>>>>>

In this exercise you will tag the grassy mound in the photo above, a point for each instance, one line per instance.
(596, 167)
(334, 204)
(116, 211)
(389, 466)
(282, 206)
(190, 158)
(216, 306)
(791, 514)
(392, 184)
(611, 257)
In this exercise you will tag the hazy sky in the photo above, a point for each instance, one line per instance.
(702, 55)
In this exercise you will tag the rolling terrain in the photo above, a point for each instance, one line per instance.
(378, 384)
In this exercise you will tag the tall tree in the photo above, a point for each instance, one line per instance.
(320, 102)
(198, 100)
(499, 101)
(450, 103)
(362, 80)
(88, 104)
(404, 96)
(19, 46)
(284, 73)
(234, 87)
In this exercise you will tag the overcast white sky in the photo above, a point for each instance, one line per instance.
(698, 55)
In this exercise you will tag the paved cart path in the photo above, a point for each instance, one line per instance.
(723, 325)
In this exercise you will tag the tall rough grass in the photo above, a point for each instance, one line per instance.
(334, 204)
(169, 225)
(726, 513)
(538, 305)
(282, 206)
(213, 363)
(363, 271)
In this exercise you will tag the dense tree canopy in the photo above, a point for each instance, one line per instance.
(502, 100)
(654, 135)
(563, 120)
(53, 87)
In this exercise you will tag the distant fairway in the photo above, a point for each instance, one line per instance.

<<<<<
>>>>>

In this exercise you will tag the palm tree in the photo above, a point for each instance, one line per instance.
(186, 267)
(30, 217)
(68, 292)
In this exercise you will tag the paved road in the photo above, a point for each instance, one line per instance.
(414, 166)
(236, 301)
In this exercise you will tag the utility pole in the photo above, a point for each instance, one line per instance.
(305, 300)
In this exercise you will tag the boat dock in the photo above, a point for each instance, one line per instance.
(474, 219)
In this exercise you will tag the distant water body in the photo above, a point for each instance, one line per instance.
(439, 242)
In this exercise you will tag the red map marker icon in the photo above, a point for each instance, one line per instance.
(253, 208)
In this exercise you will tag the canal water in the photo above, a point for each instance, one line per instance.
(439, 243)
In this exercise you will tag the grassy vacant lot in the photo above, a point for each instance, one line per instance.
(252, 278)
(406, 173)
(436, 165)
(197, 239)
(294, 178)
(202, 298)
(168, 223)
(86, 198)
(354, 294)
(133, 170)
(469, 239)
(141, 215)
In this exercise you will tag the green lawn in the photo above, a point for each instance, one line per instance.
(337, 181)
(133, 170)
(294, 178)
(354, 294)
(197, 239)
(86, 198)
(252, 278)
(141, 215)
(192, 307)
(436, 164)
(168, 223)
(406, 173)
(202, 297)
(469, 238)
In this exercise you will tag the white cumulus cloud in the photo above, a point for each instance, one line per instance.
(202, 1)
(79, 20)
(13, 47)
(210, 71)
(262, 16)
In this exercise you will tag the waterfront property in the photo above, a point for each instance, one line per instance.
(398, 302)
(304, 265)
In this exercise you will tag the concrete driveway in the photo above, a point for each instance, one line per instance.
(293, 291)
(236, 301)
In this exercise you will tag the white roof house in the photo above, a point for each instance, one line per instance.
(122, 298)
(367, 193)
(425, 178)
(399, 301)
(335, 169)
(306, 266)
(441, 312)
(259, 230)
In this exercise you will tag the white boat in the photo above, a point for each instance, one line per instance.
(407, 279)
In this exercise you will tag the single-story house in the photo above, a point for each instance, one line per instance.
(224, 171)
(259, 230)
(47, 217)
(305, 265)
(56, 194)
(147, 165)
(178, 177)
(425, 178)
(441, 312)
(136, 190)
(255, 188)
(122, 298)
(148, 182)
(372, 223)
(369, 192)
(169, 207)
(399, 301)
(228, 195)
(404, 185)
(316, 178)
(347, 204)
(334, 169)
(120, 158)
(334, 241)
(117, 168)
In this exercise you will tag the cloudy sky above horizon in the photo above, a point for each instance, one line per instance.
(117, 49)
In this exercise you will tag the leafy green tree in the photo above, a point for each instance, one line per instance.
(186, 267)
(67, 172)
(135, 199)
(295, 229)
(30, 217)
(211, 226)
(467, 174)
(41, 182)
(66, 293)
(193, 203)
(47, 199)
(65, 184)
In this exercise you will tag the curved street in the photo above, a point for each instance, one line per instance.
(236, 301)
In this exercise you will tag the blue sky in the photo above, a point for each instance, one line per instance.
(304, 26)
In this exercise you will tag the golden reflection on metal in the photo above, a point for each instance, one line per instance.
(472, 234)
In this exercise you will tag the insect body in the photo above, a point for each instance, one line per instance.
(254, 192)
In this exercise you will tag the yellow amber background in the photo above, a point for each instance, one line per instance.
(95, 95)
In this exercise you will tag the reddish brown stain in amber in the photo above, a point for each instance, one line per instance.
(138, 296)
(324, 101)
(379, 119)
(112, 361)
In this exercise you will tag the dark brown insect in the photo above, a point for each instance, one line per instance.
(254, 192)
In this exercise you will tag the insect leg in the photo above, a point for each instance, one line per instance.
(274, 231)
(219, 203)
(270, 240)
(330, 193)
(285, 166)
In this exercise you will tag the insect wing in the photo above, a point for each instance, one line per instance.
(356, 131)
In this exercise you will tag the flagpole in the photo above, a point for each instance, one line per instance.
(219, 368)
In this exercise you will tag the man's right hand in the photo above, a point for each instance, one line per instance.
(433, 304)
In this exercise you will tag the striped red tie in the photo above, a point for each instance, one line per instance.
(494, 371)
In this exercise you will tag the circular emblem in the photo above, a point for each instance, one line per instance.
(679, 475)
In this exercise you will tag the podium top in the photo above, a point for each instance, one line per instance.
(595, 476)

<<<<<

* **WHAT THE TASK ASKS**:
Copy the lines above exactly, beginning at the line that has "In this exercise you will tag the tall rough" and stopping after the line that has "In this exercise you will tag the distant fairway", and omit the rest.

* **ANSWER SPACE**:
In this exercise you will tag the tall rough grass in the photo above, a point for each instance, one line per instance.
(334, 204)
(169, 225)
(726, 513)
(538, 305)
(282, 206)
(213, 363)
(363, 271)
In this exercise you will tag the dense tree canopy in the photo above, a point for each instance, one line per instance.
(502, 100)
(654, 135)
(563, 120)
(53, 87)
In this exercise you will tag the distant fairway in the photo above, a point for each instance, one line per instance.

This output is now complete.